◆ DIRECTION ◆
Write the next part of the forum thread below about puzzling phrases and what WAG means, picking up after its final line.

◆ EXTRACTED TEXT ◆
You Ain’t Nothin But A Tomato Can. Always made me think something odd. Like what the hair’s going on here.
I never get this either: Like the cow that jumped over the candlestick. I mean why would it?
You Ain’t Nothin But A Tomato Can. Always made me think something odd. Like what the hair’s going on here.
I never get this either: Like the cow that jumped over the candlestick. I mean why would it?
Uhm, I’ve seen this used quite a few times in this thread alone, but I still don’t know what WAG means…
Does it have anything to do with the movie “Wag the Dog”? As in, someone’s kinda distracting from the main point, and your WAG is like a counter to their WAG, which means bringing them back to reality?
Or is it more probably an acronym, such as:
Wrath Against God (I always think of this whenever I see it)
War Against Guerillas (as in, the Guerillas of Ignorance!)
Witty Advice Given (maybe that’s why everyone likes to reference “my WAG”)
Wimpy-Ass Gripe (that’s why it must always be prefaced by WAG?)
Someone de-ignorize me please! That is what my WAG says.

◆ Dataset excerpt ◆

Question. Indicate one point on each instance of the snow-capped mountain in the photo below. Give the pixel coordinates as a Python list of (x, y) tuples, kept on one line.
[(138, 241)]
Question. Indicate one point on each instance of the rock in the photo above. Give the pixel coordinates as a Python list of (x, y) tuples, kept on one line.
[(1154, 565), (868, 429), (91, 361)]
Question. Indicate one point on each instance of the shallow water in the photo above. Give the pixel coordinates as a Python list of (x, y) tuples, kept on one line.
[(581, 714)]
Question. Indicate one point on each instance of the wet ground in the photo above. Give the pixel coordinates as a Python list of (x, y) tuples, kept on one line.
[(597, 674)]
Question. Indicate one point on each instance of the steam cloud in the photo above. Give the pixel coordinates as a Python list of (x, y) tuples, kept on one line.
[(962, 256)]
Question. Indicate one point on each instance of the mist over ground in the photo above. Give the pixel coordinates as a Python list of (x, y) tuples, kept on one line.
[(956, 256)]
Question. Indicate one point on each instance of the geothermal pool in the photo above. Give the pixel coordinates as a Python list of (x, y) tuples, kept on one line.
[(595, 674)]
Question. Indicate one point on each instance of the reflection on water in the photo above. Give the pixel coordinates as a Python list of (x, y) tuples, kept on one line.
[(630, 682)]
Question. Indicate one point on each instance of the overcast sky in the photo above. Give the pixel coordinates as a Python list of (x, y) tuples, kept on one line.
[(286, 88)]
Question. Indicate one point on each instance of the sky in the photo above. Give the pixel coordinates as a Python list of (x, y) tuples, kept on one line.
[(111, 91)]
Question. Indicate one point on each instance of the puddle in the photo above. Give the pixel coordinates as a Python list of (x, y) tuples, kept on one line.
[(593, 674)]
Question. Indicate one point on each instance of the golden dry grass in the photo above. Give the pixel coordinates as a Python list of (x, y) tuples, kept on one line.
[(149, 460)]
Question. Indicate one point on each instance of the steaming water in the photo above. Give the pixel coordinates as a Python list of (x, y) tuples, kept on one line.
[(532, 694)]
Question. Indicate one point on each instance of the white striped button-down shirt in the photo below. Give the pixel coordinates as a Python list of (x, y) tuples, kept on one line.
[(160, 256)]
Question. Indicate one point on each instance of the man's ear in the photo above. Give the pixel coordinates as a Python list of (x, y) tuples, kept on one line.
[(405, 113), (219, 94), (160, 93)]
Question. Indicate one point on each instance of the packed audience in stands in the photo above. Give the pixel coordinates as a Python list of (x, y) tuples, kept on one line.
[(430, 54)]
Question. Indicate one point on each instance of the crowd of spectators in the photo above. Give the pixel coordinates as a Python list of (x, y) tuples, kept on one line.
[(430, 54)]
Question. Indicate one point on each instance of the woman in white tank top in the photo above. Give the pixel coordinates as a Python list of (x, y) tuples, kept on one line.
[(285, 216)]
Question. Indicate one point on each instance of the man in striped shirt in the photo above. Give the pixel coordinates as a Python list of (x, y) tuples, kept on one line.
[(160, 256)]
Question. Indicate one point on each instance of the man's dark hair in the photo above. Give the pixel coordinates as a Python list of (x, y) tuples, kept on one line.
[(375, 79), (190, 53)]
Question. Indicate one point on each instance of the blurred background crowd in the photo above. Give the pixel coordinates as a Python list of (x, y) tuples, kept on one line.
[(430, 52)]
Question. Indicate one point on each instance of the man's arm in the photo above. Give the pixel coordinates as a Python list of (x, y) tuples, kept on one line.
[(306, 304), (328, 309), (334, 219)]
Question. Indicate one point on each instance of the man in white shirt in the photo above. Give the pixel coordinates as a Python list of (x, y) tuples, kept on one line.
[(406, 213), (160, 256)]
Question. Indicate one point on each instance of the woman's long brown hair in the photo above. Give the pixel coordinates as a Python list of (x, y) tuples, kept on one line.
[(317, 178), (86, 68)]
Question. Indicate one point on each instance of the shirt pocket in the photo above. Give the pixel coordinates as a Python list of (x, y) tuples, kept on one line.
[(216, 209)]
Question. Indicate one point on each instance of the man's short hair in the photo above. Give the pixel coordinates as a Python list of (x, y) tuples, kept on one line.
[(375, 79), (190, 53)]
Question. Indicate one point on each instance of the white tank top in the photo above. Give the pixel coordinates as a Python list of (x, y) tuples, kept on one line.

◆ TASK OUTPUT ◆
The only thing that makes sense is Wild-Ass Guess.
Could “One will cost you a nickel” have something to do with project Exile? – where if someone commits a felony using a handgun, it’s a federal offense, with a mandatory 5-year sentence.
My Wild **A[/A]ss Guess is that it means Wild Ass Guess.
My mother, when surprised by something, has a habit of saying “Ye gads and little fishes”. I kinda doubt I’ll ever find an etymology for that one.
I hope to G*d that means something different that it does in the states (to get a girl pregnant)!
It does. It’s simply to knock on someone’s door, or go to visity them. A British lady moved in next door to a friend of mine, and he was going to help her with plumbing or something one Saturday morning. She told him she’d be up early, so he could just come and knock her up whenever he was ready. He thought it was rather forward of her.
“Ye gods and little fishes” is from, IIRC, the movie Lifeboat (1944). Tallulah Bankhead’s character speaks the line.
At least that’s how I remember it. I remember seeing a commercial for the movie when it was to be shown on UHF (!) TV in the early 80s. That line was part of the commercial, and it’s stuck with me ever since.
Makes sense - Nickel = 5 cents = 5 years. However, why use prison slang (I assume that’s what it is) that few people can understand on a billboard that far more will see?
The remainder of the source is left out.